Your adaptable senses: Looking at your eyes' wiring

A red eye

Scientists often work out a theory in one area and find it also applies in another. Our senses are a good example of this. They all have the same sorts of characteristics and adaptation is one of the ones that is common across the senses.

In vision, for example, it's been shown that if you use special contact lenses that cause an image to fall on exactly the same part of the retina (the light sensitive part at the back of your eye) as you move your eye, that image will vanish. The light sensitive cells in the retina adapt to the image on them. In effect it's there for too long and the vision system ends up ignoring it, waiting for something interesting to come along. That is why your eyes make thousands of tiny involuntary movements called saccades every second, so that the image on the retina is always changing. This kind of eye movement can also be used in computer vision systems to help improve their accuracy, by building up the information needed to recognise objects, for example.
================================
#### [BRIEF]
Extend the passage on how the eyes adapt to unchanging images, picking up after its last sentence. The entries that follow play no part in the exercise.

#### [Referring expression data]
================================
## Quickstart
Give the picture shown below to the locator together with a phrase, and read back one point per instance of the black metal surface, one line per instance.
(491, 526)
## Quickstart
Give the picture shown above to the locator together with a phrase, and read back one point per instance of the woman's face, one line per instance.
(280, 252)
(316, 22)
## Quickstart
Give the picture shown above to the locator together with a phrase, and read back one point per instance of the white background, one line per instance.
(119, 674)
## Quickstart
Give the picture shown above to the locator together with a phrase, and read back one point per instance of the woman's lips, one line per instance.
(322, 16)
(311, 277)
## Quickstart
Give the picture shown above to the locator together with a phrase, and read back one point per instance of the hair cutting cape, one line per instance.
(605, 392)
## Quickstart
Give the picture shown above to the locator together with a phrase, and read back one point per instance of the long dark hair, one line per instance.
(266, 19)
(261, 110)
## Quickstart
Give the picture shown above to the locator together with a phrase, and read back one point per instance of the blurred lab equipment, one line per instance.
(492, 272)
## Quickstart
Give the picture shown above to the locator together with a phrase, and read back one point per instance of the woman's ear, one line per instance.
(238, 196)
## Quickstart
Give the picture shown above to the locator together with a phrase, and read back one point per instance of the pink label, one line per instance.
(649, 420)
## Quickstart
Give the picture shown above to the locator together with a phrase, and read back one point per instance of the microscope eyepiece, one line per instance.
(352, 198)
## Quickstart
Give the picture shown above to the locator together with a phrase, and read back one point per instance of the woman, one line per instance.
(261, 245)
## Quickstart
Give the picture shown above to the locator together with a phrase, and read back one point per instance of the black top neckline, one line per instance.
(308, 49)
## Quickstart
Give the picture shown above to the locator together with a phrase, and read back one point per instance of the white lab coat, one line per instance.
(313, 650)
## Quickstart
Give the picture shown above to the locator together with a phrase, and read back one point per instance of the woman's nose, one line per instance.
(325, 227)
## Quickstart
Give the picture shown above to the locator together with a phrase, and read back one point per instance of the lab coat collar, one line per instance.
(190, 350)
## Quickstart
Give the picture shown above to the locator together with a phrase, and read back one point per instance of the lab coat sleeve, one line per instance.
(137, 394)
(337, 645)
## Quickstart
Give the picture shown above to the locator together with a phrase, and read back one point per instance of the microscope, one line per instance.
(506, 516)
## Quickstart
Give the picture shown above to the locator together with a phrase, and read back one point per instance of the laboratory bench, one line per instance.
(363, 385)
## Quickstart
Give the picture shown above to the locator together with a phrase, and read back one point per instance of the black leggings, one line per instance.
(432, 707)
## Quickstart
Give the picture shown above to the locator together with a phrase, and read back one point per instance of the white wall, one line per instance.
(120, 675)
================================
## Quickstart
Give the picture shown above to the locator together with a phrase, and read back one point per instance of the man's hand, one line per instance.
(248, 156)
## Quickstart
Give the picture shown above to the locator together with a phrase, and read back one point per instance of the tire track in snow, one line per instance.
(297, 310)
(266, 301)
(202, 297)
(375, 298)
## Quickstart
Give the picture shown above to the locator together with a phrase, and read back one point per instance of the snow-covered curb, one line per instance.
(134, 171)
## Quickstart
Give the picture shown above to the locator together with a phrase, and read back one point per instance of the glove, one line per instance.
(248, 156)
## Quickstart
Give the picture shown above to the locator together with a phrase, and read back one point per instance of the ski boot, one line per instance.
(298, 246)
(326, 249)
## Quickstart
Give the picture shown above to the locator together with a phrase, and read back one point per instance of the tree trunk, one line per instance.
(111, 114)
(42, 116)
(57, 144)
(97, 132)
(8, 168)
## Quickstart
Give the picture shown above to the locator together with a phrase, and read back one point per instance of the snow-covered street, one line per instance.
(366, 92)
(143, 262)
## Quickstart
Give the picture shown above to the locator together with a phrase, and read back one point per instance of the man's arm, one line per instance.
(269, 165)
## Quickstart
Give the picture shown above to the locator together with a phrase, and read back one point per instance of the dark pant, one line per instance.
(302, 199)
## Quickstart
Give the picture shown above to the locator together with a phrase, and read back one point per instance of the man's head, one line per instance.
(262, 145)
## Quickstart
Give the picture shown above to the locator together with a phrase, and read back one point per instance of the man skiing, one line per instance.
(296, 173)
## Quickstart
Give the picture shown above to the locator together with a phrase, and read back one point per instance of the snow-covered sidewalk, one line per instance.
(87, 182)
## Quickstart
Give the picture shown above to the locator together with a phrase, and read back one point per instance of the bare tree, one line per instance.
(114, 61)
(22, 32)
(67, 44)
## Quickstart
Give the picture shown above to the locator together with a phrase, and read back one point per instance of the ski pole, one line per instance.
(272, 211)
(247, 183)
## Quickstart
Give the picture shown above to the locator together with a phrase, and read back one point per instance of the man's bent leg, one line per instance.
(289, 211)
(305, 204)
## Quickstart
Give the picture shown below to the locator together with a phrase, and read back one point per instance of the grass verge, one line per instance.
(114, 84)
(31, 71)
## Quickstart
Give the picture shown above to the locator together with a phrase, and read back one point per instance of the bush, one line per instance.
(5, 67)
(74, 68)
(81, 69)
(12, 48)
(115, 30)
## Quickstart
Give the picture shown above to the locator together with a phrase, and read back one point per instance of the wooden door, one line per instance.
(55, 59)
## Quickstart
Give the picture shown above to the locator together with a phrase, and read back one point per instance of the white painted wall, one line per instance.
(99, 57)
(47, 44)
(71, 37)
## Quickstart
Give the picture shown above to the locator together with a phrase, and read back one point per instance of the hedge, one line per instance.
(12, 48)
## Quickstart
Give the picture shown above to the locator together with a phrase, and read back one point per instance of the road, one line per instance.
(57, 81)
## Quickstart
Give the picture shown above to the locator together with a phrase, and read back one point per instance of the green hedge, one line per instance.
================================
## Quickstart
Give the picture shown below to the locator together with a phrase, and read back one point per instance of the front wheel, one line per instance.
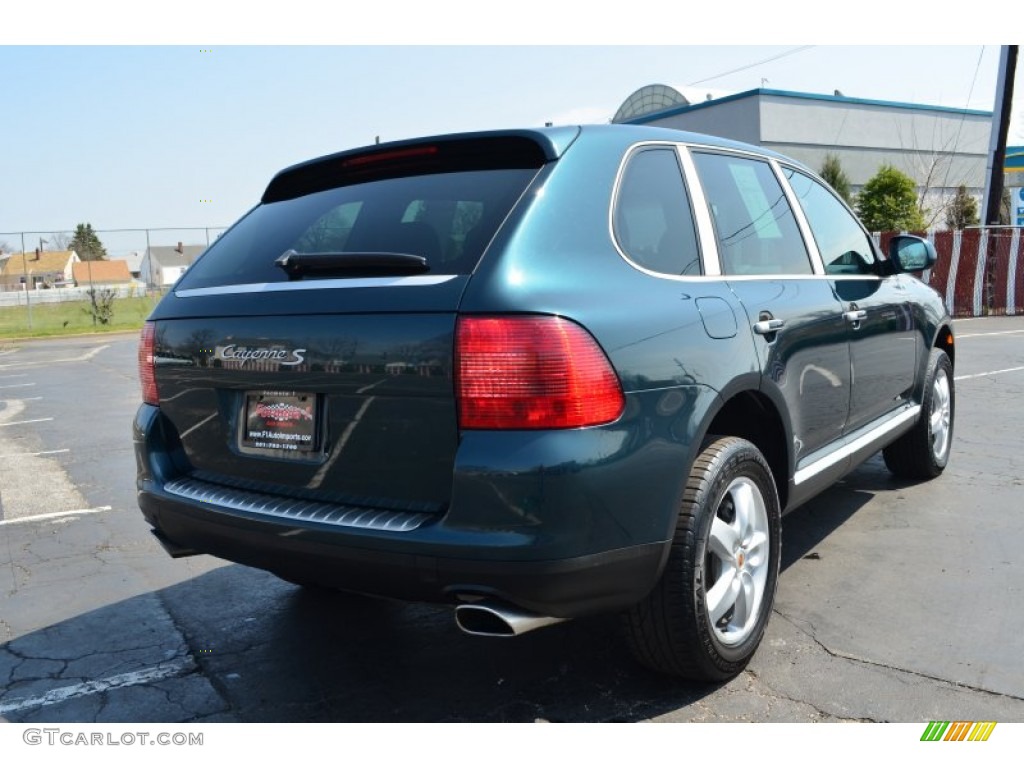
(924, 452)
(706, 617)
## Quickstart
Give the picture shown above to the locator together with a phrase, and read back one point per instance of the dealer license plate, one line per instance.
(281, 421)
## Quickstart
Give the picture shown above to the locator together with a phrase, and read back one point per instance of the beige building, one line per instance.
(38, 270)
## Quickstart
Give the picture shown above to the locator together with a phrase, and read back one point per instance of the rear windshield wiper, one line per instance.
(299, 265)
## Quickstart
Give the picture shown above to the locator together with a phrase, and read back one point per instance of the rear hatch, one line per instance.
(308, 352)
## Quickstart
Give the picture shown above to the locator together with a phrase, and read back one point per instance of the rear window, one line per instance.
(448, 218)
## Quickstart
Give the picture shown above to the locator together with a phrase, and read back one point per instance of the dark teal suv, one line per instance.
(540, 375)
================================
#### [TASK OUTPUT]
You may have seen the above one for yourself. Perhaps one of the most 'geee I'm a biological machine' moments you could have is when you see your wiring. The retina needs lots of energy to measure the light in your eye. To do this it needs blood, biology's way of carrying nutrients. The surface of your retina is covered with a web of blood capillaries, but you don't see them. Why? Because they are static on your retina, so your visual system adapts them way. From time to time, when you wake up and the early morning sunlight comes in at an angle you can briefly see a dense tree of these capillaries, as the light at an angle casts a shadow that the visual system wasn't expecting and didn't adapt to. If you're very careful you can use a torch at an angle to create this effect. When you get it right it's amazing. You can see the wiring on your retina, all be it briefly. It's quite a sensational experience.